• Work to do:
Scale the answer coordinates in the stretch from the start of the lines below through the line containing "[[647, 577], [221, 568]]" by multiplying every one by 2.3 and rounding to whole numbers, with halves rounded up. Reproduce that stretch in full with the requests and their sample coordinates unchanged, and leave the pictures out.

[Lines of data]
* * * * * * * * *

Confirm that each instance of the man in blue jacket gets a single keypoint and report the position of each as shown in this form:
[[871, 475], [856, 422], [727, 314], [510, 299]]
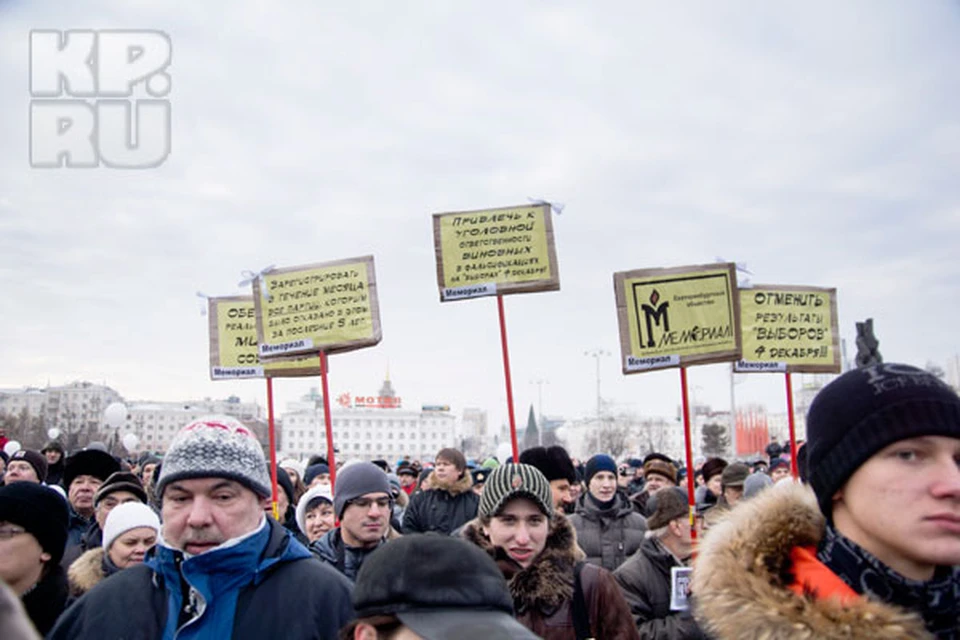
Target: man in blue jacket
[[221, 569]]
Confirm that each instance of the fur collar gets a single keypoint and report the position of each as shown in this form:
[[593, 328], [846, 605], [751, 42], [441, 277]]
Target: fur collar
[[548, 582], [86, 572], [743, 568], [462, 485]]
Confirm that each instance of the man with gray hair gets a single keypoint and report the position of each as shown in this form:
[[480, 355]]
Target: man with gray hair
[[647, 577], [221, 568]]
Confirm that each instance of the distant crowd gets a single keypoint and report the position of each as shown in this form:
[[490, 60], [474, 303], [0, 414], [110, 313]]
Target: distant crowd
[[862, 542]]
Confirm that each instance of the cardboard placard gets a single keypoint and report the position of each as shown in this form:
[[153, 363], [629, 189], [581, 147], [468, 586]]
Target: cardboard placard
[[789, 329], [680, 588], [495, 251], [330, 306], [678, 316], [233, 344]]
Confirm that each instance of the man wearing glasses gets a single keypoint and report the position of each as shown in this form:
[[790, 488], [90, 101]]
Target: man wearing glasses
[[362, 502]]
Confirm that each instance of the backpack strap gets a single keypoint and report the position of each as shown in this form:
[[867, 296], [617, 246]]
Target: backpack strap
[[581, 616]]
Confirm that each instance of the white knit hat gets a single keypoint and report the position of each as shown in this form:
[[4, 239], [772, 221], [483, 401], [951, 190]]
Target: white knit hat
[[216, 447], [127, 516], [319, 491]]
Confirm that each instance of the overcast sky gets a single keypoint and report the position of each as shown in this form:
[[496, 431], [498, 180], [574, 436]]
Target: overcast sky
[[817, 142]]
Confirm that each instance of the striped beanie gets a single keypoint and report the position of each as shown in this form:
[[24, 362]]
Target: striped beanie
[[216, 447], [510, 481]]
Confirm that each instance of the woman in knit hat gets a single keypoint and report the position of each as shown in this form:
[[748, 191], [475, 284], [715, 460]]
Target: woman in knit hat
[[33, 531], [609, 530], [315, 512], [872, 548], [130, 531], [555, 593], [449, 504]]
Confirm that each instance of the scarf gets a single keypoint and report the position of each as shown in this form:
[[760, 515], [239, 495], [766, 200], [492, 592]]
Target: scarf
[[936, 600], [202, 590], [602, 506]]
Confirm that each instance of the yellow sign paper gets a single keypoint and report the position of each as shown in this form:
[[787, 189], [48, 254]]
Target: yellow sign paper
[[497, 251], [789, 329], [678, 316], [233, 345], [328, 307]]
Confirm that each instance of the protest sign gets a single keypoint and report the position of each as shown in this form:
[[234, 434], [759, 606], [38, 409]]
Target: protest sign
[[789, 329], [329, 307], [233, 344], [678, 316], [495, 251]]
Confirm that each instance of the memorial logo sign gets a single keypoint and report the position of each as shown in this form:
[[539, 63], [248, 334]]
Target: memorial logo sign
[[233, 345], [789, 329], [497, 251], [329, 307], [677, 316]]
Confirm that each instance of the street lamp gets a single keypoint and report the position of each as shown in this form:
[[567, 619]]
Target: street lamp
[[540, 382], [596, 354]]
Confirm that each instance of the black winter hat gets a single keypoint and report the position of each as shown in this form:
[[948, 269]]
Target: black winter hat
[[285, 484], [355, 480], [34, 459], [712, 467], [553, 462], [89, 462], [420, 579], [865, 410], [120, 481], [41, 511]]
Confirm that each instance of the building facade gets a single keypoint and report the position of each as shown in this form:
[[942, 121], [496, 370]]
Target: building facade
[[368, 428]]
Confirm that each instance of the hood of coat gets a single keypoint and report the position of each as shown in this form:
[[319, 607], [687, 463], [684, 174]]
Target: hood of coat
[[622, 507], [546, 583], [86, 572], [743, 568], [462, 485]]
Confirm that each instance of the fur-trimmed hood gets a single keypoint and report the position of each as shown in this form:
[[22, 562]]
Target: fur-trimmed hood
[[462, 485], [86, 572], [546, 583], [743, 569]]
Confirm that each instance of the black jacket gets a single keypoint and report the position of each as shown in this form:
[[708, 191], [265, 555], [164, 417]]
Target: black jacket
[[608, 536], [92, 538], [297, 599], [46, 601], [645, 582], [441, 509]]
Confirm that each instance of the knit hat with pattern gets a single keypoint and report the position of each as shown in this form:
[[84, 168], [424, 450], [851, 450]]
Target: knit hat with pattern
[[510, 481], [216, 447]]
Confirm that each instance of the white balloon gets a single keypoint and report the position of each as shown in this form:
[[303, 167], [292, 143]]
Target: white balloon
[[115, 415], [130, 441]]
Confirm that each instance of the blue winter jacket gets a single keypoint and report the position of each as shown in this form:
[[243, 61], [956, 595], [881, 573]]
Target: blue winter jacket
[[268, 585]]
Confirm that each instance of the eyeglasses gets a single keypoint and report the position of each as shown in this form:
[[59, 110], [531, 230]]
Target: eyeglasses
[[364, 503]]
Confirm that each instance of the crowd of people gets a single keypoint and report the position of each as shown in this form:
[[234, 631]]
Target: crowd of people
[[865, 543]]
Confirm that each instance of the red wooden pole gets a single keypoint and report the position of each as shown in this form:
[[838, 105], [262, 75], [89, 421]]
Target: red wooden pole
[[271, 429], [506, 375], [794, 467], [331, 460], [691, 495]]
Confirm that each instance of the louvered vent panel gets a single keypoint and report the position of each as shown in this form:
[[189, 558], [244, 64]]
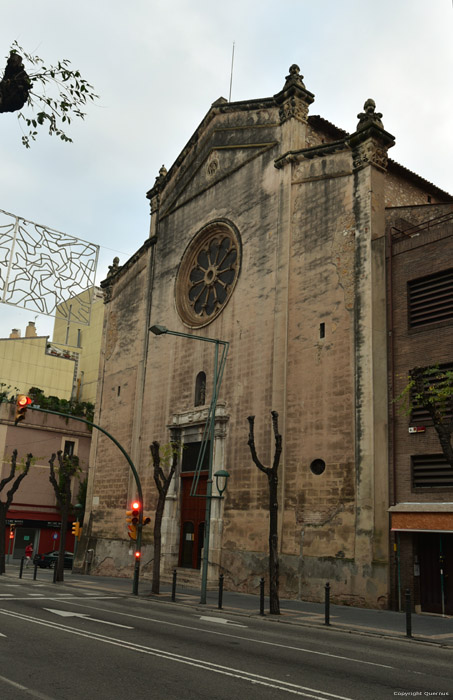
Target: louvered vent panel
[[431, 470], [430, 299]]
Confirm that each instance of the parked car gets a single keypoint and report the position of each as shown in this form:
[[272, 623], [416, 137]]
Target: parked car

* * * * * * * * *

• Answer to the task:
Confirm that each instance of the man in blue jacket gets a single keypoint and report the position of each as shown in this form:
[[871, 475], [856, 422], [727, 314], [510, 299]]
Target: man in blue jacket
[[508, 1309]]
Confirm that each instance of the fur collar gets a single keypoint and report the position of each as shown in this form:
[[593, 328], [846, 605], [751, 42], [441, 277]]
Target: fur collar
[[1260, 1339], [198, 1316], [1709, 1306], [1063, 1116]]
Confirm that each instance of the man with gray hair gets a single keypoint and report the position of each as shown in this form:
[[480, 355]]
Target: man with gray hair
[[1488, 1327], [508, 1306]]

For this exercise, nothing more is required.